# [Provided records]
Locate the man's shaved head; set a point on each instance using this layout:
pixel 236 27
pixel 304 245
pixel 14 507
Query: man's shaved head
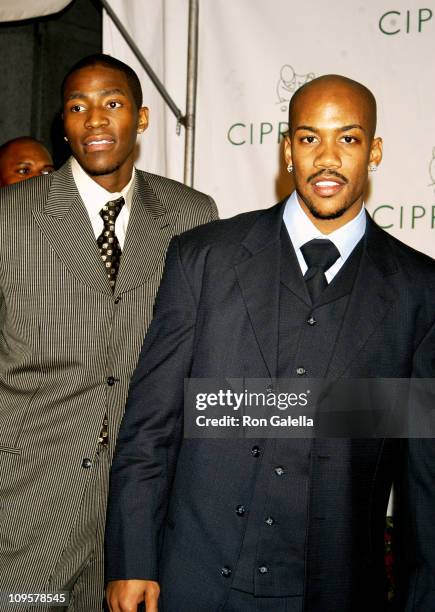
pixel 334 86
pixel 330 148
pixel 23 158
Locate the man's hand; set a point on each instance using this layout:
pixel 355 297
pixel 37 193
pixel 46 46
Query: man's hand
pixel 126 595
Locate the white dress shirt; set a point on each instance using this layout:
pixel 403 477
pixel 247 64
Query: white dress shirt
pixel 301 230
pixel 95 197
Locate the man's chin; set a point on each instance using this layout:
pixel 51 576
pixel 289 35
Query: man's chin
pixel 327 212
pixel 99 169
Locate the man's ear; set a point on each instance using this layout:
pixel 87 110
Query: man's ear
pixel 142 122
pixel 288 150
pixel 376 152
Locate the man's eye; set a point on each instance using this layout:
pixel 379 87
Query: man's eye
pixel 349 139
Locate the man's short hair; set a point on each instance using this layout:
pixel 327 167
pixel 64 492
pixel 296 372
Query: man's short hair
pixel 5 146
pixel 101 59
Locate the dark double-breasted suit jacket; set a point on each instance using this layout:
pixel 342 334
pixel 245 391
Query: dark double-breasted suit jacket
pixel 181 511
pixel 68 347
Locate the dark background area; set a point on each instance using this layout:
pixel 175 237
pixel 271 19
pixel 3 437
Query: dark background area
pixel 35 56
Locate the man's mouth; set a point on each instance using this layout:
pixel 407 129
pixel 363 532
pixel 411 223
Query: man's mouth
pixel 98 143
pixel 327 187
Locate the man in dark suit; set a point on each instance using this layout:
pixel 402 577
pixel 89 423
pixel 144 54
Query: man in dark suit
pixel 81 256
pixel 309 288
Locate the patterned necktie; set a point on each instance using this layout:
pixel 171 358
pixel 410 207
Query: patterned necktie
pixel 320 255
pixel 107 241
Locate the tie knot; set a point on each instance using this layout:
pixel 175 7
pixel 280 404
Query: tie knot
pixel 111 210
pixel 320 253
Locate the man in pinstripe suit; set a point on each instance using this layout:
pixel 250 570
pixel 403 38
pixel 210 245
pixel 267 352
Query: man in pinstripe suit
pixel 71 327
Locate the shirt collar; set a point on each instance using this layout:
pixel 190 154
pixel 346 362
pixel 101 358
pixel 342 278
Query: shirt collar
pixel 93 195
pixel 301 229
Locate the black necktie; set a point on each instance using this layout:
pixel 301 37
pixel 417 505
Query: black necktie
pixel 107 241
pixel 320 255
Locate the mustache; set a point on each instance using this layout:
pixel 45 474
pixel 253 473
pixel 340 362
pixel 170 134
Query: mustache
pixel 327 174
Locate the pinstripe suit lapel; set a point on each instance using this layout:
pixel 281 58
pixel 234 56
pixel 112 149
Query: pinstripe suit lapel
pixel 65 223
pixel 148 234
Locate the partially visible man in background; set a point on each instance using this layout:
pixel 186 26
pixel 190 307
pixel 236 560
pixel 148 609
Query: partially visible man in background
pixel 22 158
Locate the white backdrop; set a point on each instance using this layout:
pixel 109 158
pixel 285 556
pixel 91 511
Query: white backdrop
pixel 253 55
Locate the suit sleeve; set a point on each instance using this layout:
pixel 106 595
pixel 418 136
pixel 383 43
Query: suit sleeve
pixel 151 431
pixel 416 499
pixel 214 214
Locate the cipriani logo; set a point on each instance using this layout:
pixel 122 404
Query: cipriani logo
pixel 432 170
pixel 288 83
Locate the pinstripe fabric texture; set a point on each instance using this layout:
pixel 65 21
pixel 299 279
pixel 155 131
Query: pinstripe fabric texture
pixel 68 346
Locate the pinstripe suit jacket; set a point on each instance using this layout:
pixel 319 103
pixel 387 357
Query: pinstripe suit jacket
pixel 62 334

# [Task description]
Return the full listing above exactly as written, and omit the pictures.

# [Your solution]
Locate the man's shaved head; set a point on each instance using this layout:
pixel 236 27
pixel 304 245
pixel 14 507
Query: man's shaved head
pixel 334 86
pixel 330 148
pixel 23 158
Locate the man's hand; set a point on each instance using this layout:
pixel 355 297
pixel 37 193
pixel 46 46
Query: man's hand
pixel 126 595
Locate the white dress shirt; set a point on each instance using this layout:
pixel 403 477
pixel 247 64
Query: white dress shirt
pixel 301 230
pixel 95 197
Locate the man's chin; set a point on each instance using this layout:
pixel 51 576
pixel 289 35
Query: man's chin
pixel 327 212
pixel 99 169
Locate the man's ear; set a point on each instance using this layout:
pixel 87 110
Query: man's ear
pixel 142 122
pixel 288 150
pixel 376 152
Locate the man's eye; set a point on each instance using this layout:
pixel 379 87
Query: man's eye
pixel 349 139
Locate the man's short hair; set a point on each instance using this layout:
pixel 327 167
pixel 64 492
pixel 296 372
Query: man's short hair
pixel 5 146
pixel 101 59
Locate the dark double-breasted suit jacket; set a point on each instance using this layout:
pixel 342 334
pixel 245 391
Query: dark double-breasted suit jacket
pixel 181 511
pixel 68 347
Locate the dark background area; set a point on each instance using this layout:
pixel 175 237
pixel 271 19
pixel 3 437
Query: dark background area
pixel 35 56
Locate the man's mouth; set a point on each instance using this layout:
pixel 407 129
pixel 363 532
pixel 411 223
Query: man's mouth
pixel 98 143
pixel 327 187
Locate the man in dark suit; set a point on each instance using this layout:
pixel 402 577
pixel 89 423
pixel 144 54
Query: man in dark suit
pixel 81 256
pixel 309 288
Locate the patterned necktie; set a point on each instance using this layout:
pixel 171 358
pixel 410 207
Query: patterned necktie
pixel 320 255
pixel 107 241
Locate the tie knot; set a point on each instance using this layout:
pixel 175 7
pixel 280 404
Query: tie knot
pixel 111 210
pixel 320 253
Locate the man in pinstripe suit; set a point on each instance using this layout:
pixel 250 570
pixel 403 38
pixel 210 245
pixel 267 352
Query: man in pinstripe suit
pixel 71 327
Locate the shirt collar; set a point on each instance using this layout:
pixel 190 154
pixel 346 362
pixel 101 358
pixel 342 278
Query: shirt collar
pixel 93 195
pixel 301 229
Locate the black necktie; set a point on each instance using this layout:
pixel 301 37
pixel 417 505
Query: black necktie
pixel 107 241
pixel 320 255
Locate the mustache; set a point on each instance using this layout:
pixel 45 474
pixel 253 473
pixel 340 362
pixel 170 134
Query: mustache
pixel 327 174
Locate the pinstripe suit lapel; set a point on each instance using this layout:
pixel 281 58
pixel 234 56
pixel 112 149
Query: pinstripe suit lapel
pixel 65 223
pixel 148 234
Locate the partially visible man in background; set a point on each instance using this layout:
pixel 186 26
pixel 190 307
pixel 236 560
pixel 148 609
Query: partially visible man in background
pixel 22 158
Locate the white backdrop; set a point on each instance using this layout:
pixel 109 158
pixel 285 556
pixel 91 511
Query: white backdrop
pixel 253 55
Locate the suit sleeve; set a point on each instance using this layout:
pixel 106 595
pixel 418 136
pixel 383 43
Query: suit sleeve
pixel 151 431
pixel 416 499
pixel 214 214
Locate the cipriani logo; set a point on each instance using this layout:
pixel 122 404
Query: cipriani logo
pixel 432 170
pixel 288 83
Locate the pinstripe fabric texture; set a point on each instance using this layout:
pixel 65 21
pixel 299 279
pixel 155 131
Query: pinstripe fabric texture
pixel 68 346
Locate the pinstripe suit jacket; set a point on each instance using this layout:
pixel 319 103
pixel 387 357
Query: pinstripe suit jacket
pixel 62 334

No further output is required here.